> _ACTIVITY_: Filter the entries below, keeping only lines with the word "sample".

> _DATA TO USE_:
•••••

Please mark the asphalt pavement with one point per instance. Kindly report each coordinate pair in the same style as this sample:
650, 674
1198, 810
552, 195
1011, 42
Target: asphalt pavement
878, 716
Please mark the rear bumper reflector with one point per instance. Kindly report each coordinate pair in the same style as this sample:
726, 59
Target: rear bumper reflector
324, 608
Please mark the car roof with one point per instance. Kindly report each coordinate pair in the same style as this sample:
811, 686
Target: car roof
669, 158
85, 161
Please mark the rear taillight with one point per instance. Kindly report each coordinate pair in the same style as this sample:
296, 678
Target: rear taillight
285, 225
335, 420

•••••

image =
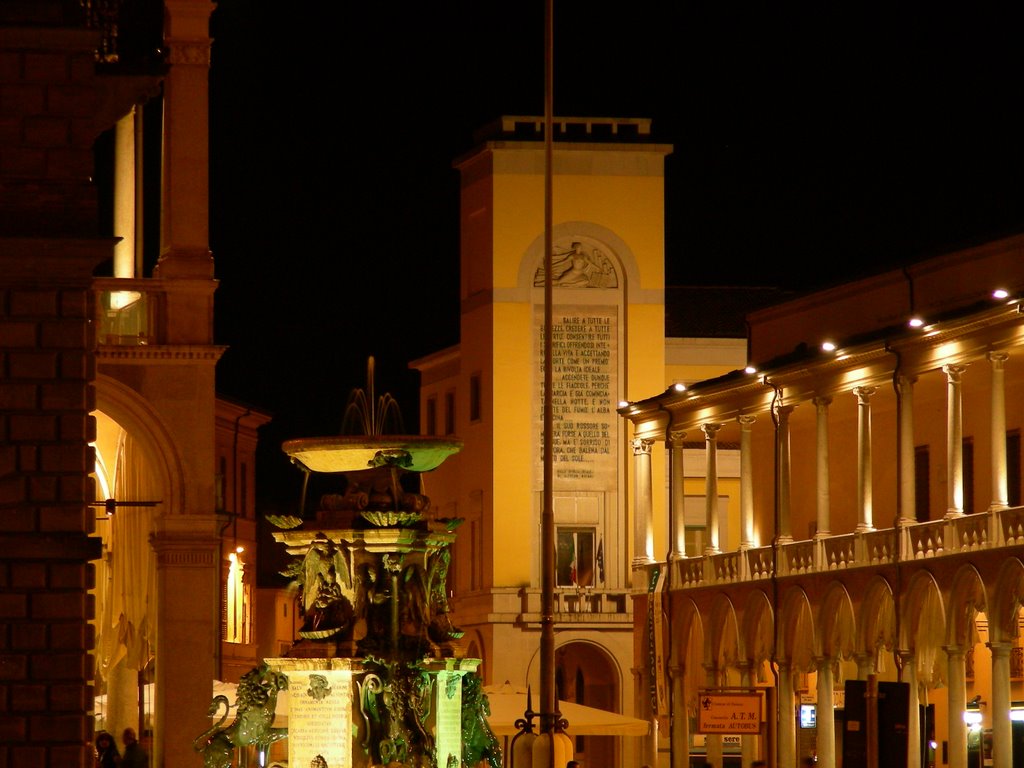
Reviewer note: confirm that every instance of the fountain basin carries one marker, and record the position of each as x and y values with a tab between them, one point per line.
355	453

•••••

> _RESULT OF THE TASK_:
Please mark the asphalt pavement with one point per instance. Kindly report each coordinate pair in the same style as this sample:
Please mark the rear bumper reflector with one point per instance. Kindly report each coordinate pair in the same style as this sample:
Please mark the car roof with one point per instance. Kindly report each coordinate pair in the same style as this sample:
Please mark the rear taillight with one point per instance. Kindly report each coordinate pair in the same style as this sample:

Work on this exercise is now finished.